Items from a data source
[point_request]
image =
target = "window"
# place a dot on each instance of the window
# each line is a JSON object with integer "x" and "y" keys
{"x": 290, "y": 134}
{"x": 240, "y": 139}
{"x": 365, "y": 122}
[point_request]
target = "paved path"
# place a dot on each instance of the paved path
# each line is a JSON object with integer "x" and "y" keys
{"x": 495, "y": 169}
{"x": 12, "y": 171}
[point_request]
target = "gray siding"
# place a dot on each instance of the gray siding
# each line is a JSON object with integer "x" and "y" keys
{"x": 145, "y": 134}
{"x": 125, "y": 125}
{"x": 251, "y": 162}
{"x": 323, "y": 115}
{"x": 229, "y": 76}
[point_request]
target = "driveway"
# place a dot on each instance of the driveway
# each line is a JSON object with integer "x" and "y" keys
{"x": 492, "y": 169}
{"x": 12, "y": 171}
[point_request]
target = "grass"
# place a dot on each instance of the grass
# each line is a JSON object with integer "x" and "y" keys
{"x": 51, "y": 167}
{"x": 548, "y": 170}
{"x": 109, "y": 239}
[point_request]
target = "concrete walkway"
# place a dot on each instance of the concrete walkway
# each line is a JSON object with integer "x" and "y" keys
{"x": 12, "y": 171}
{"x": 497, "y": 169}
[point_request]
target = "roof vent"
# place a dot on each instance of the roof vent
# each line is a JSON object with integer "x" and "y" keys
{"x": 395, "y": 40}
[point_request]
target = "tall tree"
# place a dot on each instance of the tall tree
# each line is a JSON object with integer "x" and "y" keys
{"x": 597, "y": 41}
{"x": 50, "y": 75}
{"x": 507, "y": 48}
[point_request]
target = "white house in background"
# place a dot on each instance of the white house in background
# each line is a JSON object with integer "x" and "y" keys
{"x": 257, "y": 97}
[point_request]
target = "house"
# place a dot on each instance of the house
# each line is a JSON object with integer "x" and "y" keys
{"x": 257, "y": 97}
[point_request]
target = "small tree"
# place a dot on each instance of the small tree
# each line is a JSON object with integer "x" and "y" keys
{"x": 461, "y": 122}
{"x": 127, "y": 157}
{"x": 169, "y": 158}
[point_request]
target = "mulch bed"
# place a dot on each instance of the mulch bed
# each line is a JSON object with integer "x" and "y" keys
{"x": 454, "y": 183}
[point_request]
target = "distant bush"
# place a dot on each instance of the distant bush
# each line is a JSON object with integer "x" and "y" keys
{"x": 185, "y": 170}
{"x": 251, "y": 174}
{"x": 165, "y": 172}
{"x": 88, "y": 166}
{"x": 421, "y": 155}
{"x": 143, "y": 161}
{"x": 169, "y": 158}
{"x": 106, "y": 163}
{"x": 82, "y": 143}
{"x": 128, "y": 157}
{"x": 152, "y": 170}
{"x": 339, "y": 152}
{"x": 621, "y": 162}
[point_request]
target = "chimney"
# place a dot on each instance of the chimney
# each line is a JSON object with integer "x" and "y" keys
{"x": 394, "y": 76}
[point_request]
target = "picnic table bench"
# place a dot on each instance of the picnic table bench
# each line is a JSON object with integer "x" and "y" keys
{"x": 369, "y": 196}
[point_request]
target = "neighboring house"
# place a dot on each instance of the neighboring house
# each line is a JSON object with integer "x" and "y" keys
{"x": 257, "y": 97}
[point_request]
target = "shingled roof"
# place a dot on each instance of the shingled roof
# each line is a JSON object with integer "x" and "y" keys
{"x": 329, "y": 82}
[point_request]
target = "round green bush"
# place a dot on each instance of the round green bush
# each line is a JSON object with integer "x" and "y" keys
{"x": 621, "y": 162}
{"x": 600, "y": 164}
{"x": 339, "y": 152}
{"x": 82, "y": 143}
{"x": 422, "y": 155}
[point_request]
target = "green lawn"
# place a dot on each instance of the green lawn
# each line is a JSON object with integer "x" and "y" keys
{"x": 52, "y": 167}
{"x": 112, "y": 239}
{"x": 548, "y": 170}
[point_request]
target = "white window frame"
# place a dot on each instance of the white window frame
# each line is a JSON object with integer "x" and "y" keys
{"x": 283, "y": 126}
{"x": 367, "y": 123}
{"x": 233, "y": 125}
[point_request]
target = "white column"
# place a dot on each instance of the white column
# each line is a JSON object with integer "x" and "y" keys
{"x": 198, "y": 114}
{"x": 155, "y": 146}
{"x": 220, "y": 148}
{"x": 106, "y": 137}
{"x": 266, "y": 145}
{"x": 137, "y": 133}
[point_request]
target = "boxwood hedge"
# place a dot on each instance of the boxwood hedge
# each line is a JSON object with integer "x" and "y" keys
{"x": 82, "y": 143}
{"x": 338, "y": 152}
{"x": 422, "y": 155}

# GIVEN INSTRUCTION:
Return every line above that contains the string "bush". Matching is case-sensitive.

# FINAL ANSWER:
target = "distant bush"
# place a dot on each instance of the distant bush
target = "round green bush"
# place a dot on each instance of the round green bush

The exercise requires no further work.